═══ Material provided ═══
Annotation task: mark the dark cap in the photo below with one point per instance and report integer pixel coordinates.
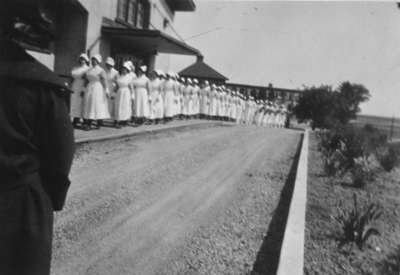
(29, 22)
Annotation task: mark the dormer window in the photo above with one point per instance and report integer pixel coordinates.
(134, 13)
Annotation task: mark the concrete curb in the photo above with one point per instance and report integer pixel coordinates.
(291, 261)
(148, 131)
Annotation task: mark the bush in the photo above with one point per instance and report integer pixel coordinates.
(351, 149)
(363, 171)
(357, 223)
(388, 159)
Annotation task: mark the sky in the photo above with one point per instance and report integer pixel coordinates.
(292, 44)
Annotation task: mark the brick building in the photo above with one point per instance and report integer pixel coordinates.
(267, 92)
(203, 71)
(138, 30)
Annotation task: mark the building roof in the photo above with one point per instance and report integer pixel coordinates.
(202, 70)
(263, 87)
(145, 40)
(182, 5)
═══
- **Aim**: Rewrite all the items above, changing every "integer pixel coordinates" to "whole-number pixel coordinates" and keeping everything else the same. Leave the picture out.

- **Task solution**:
Annotation task: mark the dark cap in the photo below with one point per instance and report whole-number pixel coordinates.
(29, 22)
Annotation task: mark the dormer window in the photo above with one point per instance and report whole-number pixel coordinates.
(134, 13)
Annotation task: mark the concrete curb in the photo above with one point per instance and report whole-number pixel coordinates.
(291, 261)
(148, 131)
Annotation task: mark the bush in the photo above with one point per instance and report whole-number pixel coordinates.
(351, 149)
(363, 171)
(357, 223)
(388, 159)
Annotation task: mark the sky in the photo above with one point per instance and report whole-number pixel coordinates.
(292, 44)
Annotation task: mark the brick building in the photo above with one point per instance and report whole-number pixel coordinates.
(267, 92)
(203, 71)
(138, 30)
Annotation task: mark the building roof in the photo above with one point per instance and report whole-number pixel coordinates.
(202, 70)
(263, 87)
(145, 40)
(182, 5)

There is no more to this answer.